_INSTRUCTION:_
Revise the lines below by substituting "requested term" for every occurrence of "queried phrase", leaving all other text unchanged. Omit the pictures from your output.

— start EXTRACTED ENTRIES —

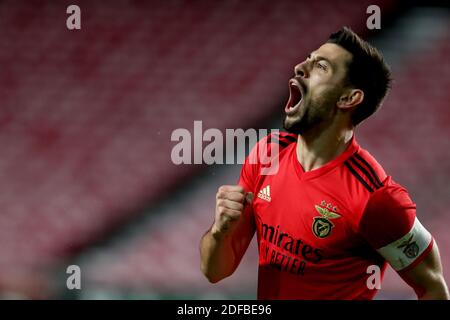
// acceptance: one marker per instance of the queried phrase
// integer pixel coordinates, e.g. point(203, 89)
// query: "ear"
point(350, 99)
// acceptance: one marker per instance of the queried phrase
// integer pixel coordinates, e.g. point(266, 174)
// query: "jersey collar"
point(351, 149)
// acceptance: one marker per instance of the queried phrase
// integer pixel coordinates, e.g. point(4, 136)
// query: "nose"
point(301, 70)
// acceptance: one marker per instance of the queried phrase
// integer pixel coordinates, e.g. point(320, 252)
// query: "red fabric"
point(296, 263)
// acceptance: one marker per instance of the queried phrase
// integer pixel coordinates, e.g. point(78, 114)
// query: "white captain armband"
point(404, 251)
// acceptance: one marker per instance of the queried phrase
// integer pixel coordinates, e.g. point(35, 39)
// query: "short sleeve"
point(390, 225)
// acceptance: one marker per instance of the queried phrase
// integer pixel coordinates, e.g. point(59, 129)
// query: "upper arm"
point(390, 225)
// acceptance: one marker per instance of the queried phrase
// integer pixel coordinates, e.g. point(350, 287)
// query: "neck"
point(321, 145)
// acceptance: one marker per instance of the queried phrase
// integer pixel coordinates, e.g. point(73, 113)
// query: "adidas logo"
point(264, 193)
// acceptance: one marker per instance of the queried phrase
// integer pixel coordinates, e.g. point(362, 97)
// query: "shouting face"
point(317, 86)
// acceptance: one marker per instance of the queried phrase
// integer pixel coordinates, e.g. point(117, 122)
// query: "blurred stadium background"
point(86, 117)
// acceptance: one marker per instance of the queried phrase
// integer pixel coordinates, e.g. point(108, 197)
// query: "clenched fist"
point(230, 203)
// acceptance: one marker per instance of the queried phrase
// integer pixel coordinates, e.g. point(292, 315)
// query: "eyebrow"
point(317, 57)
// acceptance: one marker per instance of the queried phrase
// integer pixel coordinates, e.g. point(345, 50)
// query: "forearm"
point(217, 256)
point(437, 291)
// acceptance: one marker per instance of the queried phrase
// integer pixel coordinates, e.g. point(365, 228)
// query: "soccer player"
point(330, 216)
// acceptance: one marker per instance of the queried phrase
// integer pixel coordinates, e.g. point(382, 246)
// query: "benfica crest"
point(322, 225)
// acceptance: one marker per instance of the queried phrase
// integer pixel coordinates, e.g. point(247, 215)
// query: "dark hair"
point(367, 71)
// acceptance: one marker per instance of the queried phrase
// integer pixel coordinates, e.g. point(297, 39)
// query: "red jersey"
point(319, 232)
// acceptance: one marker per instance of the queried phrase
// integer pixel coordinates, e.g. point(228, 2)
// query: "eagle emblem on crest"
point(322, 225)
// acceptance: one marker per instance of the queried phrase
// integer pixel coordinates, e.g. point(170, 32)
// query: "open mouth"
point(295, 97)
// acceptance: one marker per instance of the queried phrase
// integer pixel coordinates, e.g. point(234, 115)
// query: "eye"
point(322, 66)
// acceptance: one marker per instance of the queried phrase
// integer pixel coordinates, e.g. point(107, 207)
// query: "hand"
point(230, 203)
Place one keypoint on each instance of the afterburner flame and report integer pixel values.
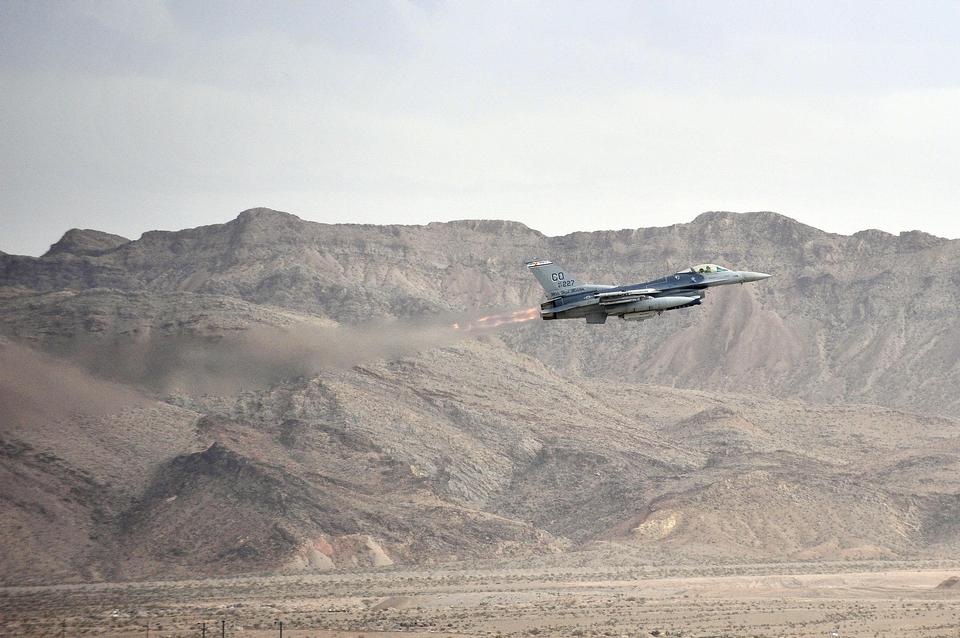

— end EXTRACTED ENTRIES —

_EXERCISE SOLUTION:_
// acceptance: one marker per instance of the requested term
// integer pixel coordinates, e.g. point(203, 89)
// query: "ear"
point(350, 99)
// acceptance: one marker per instance of the requested term
// integer pixel coordinates, e.g. point(266, 174)
// query: "jersey collar"
point(351, 149)
// acceptance: one marker per instance of the requested term
// integer pixel coordinates, e.g. point(4, 136)
// query: "nose"
point(301, 70)
// acceptance: one marker per instance of the requested term
// integer pixel coordinates, e.g. point(320, 252)
// query: "red fabric"
point(296, 263)
// acceptance: one marker per instance of the requested term
// integer pixel coordinates, e.g. point(78, 114)
// query: "white captain armband"
point(404, 251)
// acceptance: one marker per instance of the requested term
// integer pixel coordinates, e.g. point(35, 39)
// query: "short sleeve"
point(390, 225)
// acceptance: one marker per instance of the requested term
// integer pixel coordinates, e.g. point(59, 129)
// query: "upper arm"
point(390, 225)
// acceptance: one marker per instance of the requested term
// integer pixel coordinates, e.g. point(350, 287)
// query: "neck"
point(321, 145)
// acceptance: one marker per instance of the requested term
// integer pixel coordinates, e.g. point(73, 113)
// query: "adidas logo"
point(264, 193)
// acceptance: one marker per instance of the requested term
// integer pixel coordinates, e.g. point(362, 97)
// query: "shouting face"
point(317, 86)
// acceptance: one marker per instance of the requested term
// integer pixel coordinates, e.g. point(117, 122)
// query: "blurred stadium background"
point(86, 117)
// acceptance: one marker per instance of the requested term
// integer pixel coordinates, e.g. point(108, 197)
// query: "clenched fist"
point(230, 203)
// acceptance: one marker per instance of the requested term
// integer pixel coordinates, e.g. point(292, 315)
// query: "eyebrow"
point(317, 57)
// acceptance: one marker per instance of the requested term
// integer pixel coordinates, e.g. point(345, 50)
// query: "forearm"
point(217, 256)
point(437, 291)
// acceptance: one marker per instance of the requested term
// integer pixel coordinates, e.g. point(365, 228)
// query: "soccer player"
point(330, 216)
// acceptance: one marker per instance of the requested term
// integer pixel coordinates, e.g. point(382, 246)
// query: "benfica crest"
point(322, 225)
// acceptance: one marker per instance of the requested term
// integer pixel coordinates, e.g. point(247, 215)
// query: "dark hair"
point(367, 71)
// acceptance: one marker per instance of the requested term
// integer pixel coordinates, e.g. point(297, 39)
// query: "red jersey"
point(319, 232)
// acceptance: one marker per instance of the requested term
// integer pixel coordinates, e.g. point(228, 2)
// query: "eagle emblem on crest"
point(322, 225)
// acceptance: one marker per instance of the requested term
// integer pixel coordinates, e.g. point(170, 32)
// query: "open mouth"
point(295, 97)
// acceptance: one marker per instance of the requested term
// integer pixel coordinates, e.g. point(234, 115)
// query: "eye"
point(322, 66)
// acceptance: one marker per instance of the requested term
// integer pixel coordinates, e.g. point(107, 207)
// query: "hand"
point(230, 203)
Place one keypoint on each instance of the afterburner flame and report integer pixel values.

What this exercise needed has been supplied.